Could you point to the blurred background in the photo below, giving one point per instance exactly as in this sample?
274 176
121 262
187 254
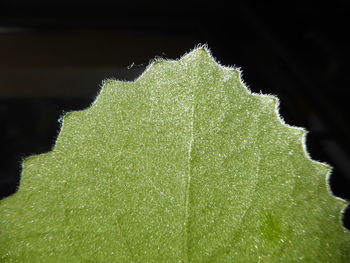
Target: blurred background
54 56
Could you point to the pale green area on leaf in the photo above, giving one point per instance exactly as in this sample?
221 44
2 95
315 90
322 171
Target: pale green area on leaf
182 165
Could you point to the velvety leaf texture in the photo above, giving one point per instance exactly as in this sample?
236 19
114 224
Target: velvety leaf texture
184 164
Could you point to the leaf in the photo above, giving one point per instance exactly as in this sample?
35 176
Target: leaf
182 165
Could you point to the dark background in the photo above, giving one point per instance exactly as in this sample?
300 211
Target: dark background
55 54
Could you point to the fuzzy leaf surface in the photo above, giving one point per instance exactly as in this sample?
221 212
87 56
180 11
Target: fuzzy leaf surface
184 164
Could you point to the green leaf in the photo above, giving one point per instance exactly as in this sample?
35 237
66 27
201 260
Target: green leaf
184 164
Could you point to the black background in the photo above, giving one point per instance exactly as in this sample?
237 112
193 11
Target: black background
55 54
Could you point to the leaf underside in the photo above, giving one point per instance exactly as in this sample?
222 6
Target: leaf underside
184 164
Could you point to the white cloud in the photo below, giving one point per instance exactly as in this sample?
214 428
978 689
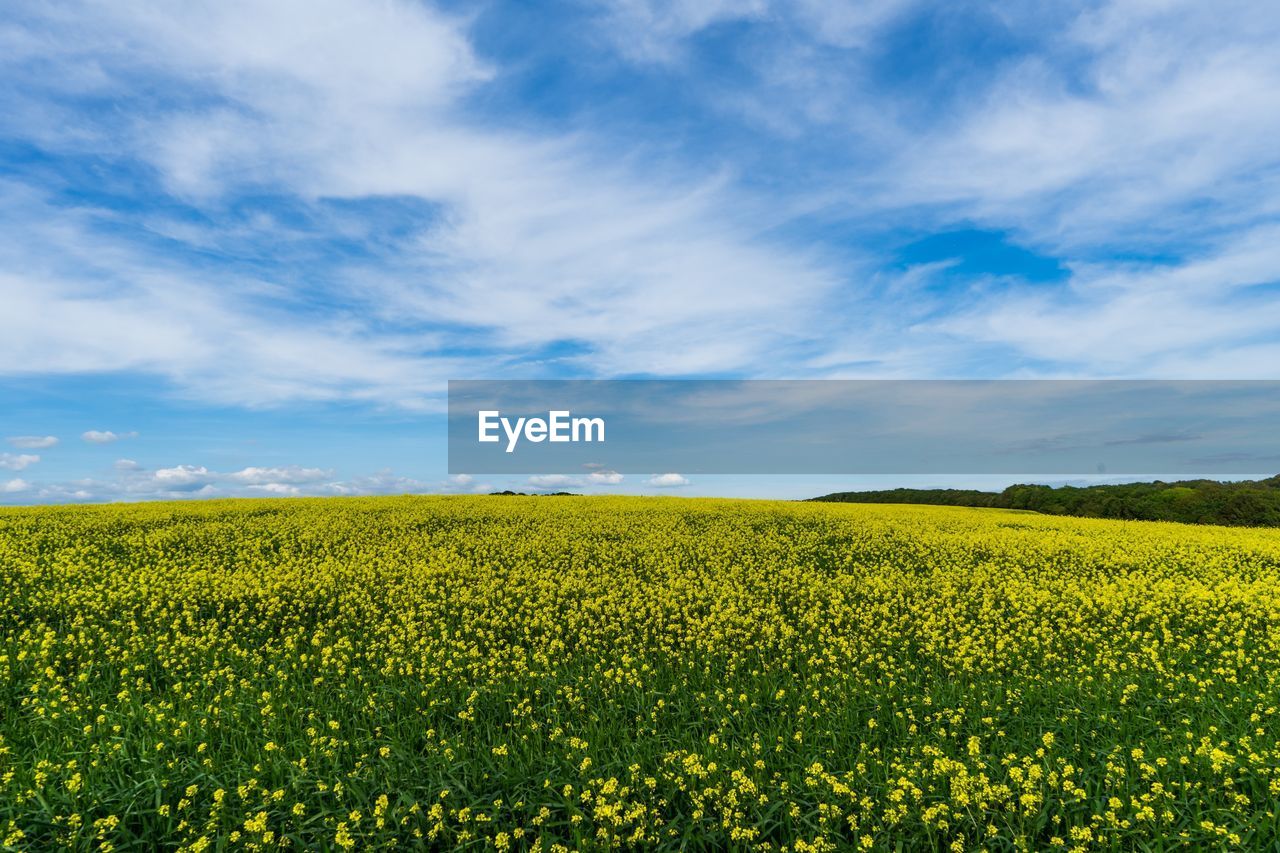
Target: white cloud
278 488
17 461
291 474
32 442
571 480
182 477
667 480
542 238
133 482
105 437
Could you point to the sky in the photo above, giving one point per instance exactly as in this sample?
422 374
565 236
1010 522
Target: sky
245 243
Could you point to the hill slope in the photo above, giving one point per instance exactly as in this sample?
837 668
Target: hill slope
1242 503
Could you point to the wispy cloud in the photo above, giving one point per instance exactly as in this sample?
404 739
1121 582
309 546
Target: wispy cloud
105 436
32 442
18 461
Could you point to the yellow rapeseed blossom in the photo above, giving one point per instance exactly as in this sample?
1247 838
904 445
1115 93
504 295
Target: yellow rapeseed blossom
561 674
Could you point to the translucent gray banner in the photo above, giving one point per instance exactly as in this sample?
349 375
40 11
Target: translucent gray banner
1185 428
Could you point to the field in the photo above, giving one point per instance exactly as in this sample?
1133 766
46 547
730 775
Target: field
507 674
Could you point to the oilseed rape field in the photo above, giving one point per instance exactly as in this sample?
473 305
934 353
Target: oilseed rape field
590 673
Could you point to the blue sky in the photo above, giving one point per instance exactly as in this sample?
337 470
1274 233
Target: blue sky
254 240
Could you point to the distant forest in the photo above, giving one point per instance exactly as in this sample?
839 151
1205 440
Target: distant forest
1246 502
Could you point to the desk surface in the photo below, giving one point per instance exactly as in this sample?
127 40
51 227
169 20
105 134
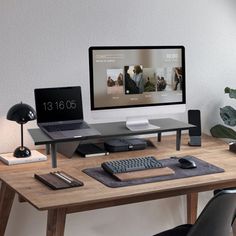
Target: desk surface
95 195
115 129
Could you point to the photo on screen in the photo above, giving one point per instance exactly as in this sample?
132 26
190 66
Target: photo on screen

☆ ☆ ☆ ☆ ☆

WORK TASK —
Could you show every line of the material that includes the string "below"?

TASK OUTPUT —
Could you point to the blurred background in the photo below, giving one point per instance exactly as in this sample?
Could you point to the white cloud in the photo below, giving one point per instance exactly as in this sample?
Could you point to the desk surface in the photo below, giving one point per instance exactly as in this sample?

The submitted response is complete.